Written problem |
Output the full listing below exactly, without the pictures.

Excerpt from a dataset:

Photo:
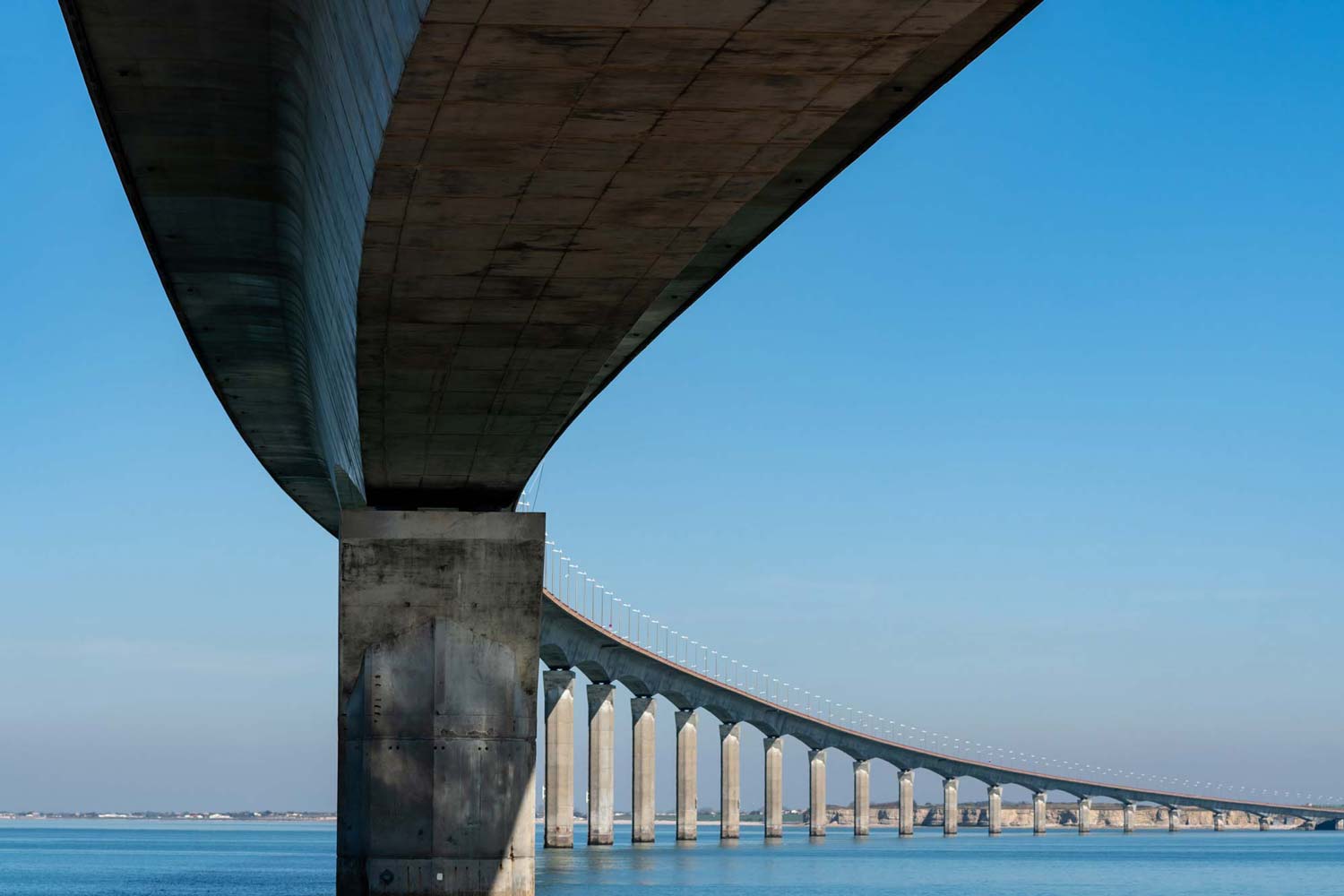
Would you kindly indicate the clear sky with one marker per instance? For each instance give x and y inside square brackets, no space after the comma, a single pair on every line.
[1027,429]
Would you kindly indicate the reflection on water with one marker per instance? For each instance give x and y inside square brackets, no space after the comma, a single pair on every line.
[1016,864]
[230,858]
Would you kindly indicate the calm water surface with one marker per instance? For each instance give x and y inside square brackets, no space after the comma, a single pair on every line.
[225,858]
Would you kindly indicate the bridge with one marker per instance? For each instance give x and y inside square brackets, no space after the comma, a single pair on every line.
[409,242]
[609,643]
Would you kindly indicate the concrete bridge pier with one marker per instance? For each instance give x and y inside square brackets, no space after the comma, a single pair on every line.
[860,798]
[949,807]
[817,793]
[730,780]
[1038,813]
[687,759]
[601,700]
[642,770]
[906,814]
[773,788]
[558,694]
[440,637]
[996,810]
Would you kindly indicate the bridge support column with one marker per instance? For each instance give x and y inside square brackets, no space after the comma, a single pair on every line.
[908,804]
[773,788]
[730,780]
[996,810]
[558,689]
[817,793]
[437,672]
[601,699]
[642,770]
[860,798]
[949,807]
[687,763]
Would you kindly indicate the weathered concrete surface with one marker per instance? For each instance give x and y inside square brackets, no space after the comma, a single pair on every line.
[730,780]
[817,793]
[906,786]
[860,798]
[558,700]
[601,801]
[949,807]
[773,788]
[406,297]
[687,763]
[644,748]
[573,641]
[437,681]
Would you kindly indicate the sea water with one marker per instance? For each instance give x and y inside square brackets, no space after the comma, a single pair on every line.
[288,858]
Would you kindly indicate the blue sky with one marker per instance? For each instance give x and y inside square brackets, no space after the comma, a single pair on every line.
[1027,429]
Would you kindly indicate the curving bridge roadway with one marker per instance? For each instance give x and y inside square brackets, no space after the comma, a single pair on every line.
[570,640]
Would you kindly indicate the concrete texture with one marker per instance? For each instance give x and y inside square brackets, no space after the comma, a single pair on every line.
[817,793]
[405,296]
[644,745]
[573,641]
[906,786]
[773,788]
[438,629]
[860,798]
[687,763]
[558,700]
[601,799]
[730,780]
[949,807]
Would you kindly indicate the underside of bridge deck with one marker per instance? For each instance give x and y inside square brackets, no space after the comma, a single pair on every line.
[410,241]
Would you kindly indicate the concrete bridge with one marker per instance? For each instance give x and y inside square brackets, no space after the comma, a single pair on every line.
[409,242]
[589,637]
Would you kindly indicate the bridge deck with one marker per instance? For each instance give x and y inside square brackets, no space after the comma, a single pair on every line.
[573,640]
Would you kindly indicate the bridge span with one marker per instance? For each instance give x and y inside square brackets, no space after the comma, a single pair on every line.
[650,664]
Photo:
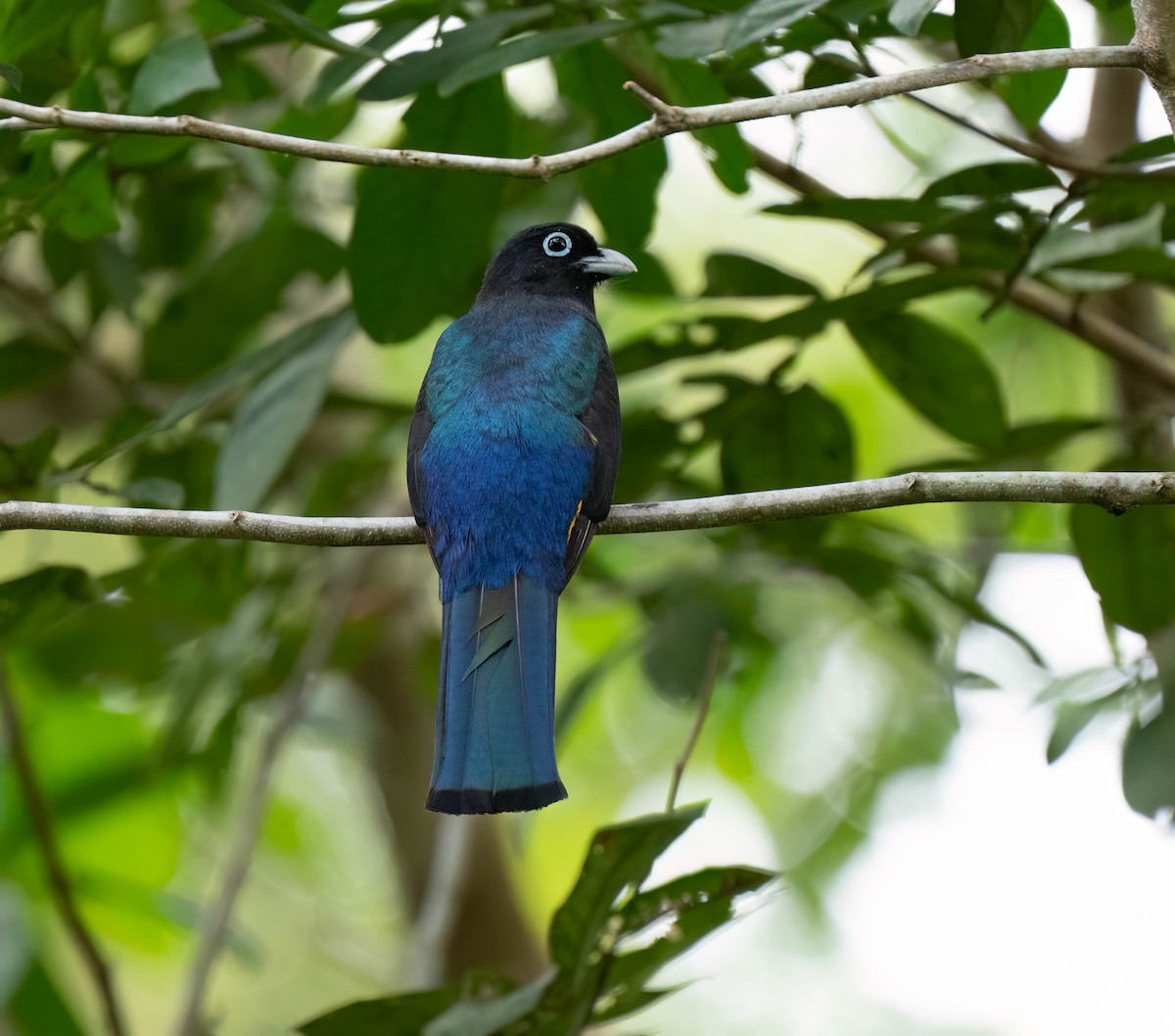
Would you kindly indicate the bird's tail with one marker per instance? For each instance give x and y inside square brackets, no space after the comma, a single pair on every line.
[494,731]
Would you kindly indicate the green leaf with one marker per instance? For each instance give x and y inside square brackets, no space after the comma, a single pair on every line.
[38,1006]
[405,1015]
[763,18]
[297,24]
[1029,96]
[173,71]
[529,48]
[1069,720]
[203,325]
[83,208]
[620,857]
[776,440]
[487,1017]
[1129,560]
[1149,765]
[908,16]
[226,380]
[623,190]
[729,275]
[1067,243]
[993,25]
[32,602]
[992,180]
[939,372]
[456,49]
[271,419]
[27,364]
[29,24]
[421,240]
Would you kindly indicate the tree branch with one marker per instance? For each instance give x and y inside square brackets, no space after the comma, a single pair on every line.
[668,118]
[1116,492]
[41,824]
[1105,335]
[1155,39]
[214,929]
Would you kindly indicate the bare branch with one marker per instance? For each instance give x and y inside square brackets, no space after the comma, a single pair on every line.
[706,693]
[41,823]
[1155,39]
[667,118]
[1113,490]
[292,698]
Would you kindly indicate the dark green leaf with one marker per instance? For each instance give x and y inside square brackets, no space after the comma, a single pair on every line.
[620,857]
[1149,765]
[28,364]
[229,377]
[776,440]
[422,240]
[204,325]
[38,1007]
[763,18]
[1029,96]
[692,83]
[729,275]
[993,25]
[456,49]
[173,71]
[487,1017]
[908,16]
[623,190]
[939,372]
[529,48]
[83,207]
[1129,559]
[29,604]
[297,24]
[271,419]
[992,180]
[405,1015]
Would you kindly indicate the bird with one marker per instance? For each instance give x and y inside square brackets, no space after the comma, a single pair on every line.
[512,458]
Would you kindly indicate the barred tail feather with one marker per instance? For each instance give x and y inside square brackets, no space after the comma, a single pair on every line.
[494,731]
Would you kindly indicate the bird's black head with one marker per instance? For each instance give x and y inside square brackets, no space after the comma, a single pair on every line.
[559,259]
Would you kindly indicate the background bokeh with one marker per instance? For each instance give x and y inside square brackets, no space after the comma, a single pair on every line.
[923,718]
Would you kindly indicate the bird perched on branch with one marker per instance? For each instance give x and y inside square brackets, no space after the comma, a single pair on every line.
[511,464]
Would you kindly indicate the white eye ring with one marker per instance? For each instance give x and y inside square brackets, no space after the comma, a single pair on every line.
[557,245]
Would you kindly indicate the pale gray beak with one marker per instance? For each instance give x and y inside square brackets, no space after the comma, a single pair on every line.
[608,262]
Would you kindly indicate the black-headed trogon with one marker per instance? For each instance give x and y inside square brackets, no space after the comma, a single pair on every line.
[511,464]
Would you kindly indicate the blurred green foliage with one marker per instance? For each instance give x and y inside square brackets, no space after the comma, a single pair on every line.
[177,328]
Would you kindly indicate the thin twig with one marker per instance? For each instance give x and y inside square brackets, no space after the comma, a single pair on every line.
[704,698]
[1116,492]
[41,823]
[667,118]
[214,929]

Exercise output |
Photo:
Would you kindly indicate the clear sky with one marker per instance? For each instance give x and y inside square brackets, no space after the comma, a single pair on every line.
[1027,429]
Would you kindly indicate the reflection on water with one marker per instance? For each instance give x and y inside square brackets, no space after the comma, a single pair on every line.
[1016,864]
[230,858]
Would you kindly indicate the calm water surface with one marker per instance? For each instance give x and y inside square brackets, no space after the comma, a single pair on every line.
[225,858]
Would you kindly indicate the bridge with one marker per instance? For each instance give x and y inside square brackets, no space after the comma, a single pair on every line.
[409,242]
[609,643]
Would you kindly indicate the concrete bridge pier with one marker per instance? For each instance give x and y inside square brackets, no space after the comma, a single pair on every line.
[860,798]
[949,807]
[817,793]
[730,780]
[1038,813]
[687,759]
[601,700]
[642,770]
[906,814]
[773,788]
[558,694]
[440,637]
[996,810]
Would you kindly indicate the bridge support column with one marker per instance? For each instance give x and y inside square brackets, no space after the comma, a single pair on every line.
[908,804]
[773,788]
[730,780]
[996,810]
[558,689]
[817,793]
[437,672]
[601,699]
[642,770]
[860,798]
[949,807]
[687,763]
Would you kindly indicate the weathered concrete surface with one marker per instance? For each instance give x and y inside square brackets, no space after the comma, a single pair on every line.
[730,780]
[817,793]
[906,786]
[860,798]
[558,700]
[601,801]
[949,807]
[773,788]
[406,297]
[687,763]
[644,748]
[573,641]
[437,681]
Would you kindly indicate the sea water with one marker per instance? For each instance give x and y inside square brackets, no space after the comma, a single pair on every line.
[288,858]
Would you kindly indicate the blue sky with one marker per instance? For each instance give x and y inside square brackets, no space after the comma, a single pair on every line.
[1027,429]
Would you kindly indicate the curving bridge roadway with one marker per instance? For each instance give x and y inside square brackets, no space after the comma, a single pair on every line.
[570,640]
Would you kindly indicate the concrete texture with one marker per instance? For each instance give x and y inside square brackets, no space after the comma, a single pair on every line.
[817,793]
[405,296]
[644,745]
[573,641]
[906,786]
[773,788]
[438,629]
[860,798]
[687,763]
[558,700]
[601,799]
[730,780]
[949,807]
Would you kindly indicate the underside of bridge deck with one marker per instance? For each instance give x and y inside square brackets, no space after the comma, a single pair on every line.
[410,241]
Would you kindly indicate the concrete bridge with one marker per instance? For each instance give x and y inside square brackets, no space after the comma, a single pair on every line.
[409,242]
[589,637]
Would you kindly indicate the bridge deck with one marker per instance? For each instance give x and y inside square brackets, no space after the comma, a single pair on every line.
[573,640]
Would you kindly indicate the bridge span with one marker per instance? For each instance give x and y inside square brackets, no space after the comma, a single pair on every line.
[650,664]
Photo:
Would you kindly indicate the bird's tail with one marker per instance? For each instance give x and y inside square brackets, no space after the comma, a single pair on every line.
[494,731]
Would you kindly indicate the green leaf with one marker per instance? For each instance give x and y inside square brackets, no space after the comma, a single pair on every line.
[38,1006]
[405,1015]
[763,18]
[297,24]
[1029,96]
[173,71]
[529,48]
[1069,720]
[203,325]
[83,208]
[620,857]
[776,440]
[487,1017]
[1129,560]
[1149,765]
[908,16]
[226,380]
[623,190]
[729,275]
[1067,243]
[993,25]
[32,602]
[992,180]
[939,372]
[456,49]
[271,419]
[27,364]
[29,24]
[421,240]
Would you kindly indicate the tree branch with one marker per instance? For each instance give x and y inside square brackets, no space after the comma, a single pair on every line.
[668,118]
[1116,492]
[41,824]
[1105,335]
[1155,39]
[214,929]
Would you kindly indicate the bare branch with one marker per instance? For each instance give x and y inside square brackets, no space after the comma, a single pair on every line.
[706,693]
[41,823]
[1155,39]
[667,118]
[1113,490]
[292,698]
Would you kindly indicate the dark green leaf with one marker per instance? For each instance give x and y inside square brackets, no space after the comma, a single pair on every line.
[620,857]
[1149,765]
[28,364]
[229,377]
[776,440]
[422,240]
[204,325]
[38,1007]
[763,18]
[1029,96]
[692,83]
[729,275]
[993,25]
[456,49]
[173,71]
[487,1017]
[908,16]
[623,190]
[939,372]
[529,48]
[83,207]
[1129,559]
[29,604]
[297,24]
[271,419]
[992,180]
[405,1015]
Would you kindly indicate the bird with one marker per instance? For each instance give x and y inside square brackets, no space after the comma, a single pair on every line.
[512,458]
Would you kindly indicate the barred tail feather with one marker per instance? For each instance give x and y inside square brackets, no space after the comma, a single pair on every line.
[494,731]
Would you kindly indicate the bird's black head with one marker per instance? For each instance give x and y inside square brackets, no space after the comma, a single pair on every line.
[559,259]
Would you kindly indicate the background bokeh with one marker per instance? For each instance give x and y inside square brackets, no space after the comma, a single pair on every line.
[923,718]
Would you kindly indicate the bird perched on branch with one marker per instance? For each instance give x and y inside square brackets, no space after the comma, a single pair on every line.
[511,464]
Would you kindly indicate the white eye ring with one marker per instance? For each instance give x and y inside square brackets, no space after the comma, a single pair on every line.
[557,245]
Would you kindly indicate the pale gray beak with one marker per instance? For each instance give x and y inside square brackets, no space after the comma, a single pair on every line.
[608,262]
Would you kindly indicate the black-headed trogon with one marker per instance? For each instance give x and y inside square brackets, no space after the comma, a single pair on every line.
[511,464]
Would you kindly indicate the blurred green foliage with one marker per instance? For each instance give x and y inside square brackets, no space after the comma, a single pair on every line.
[177,328]
Would you kindly indicate the thin twig with one marker per instance? For each instance give x and y inside square brackets, no space after the comma, a single pair on every line.
[704,698]
[1116,492]
[41,823]
[667,118]
[214,929]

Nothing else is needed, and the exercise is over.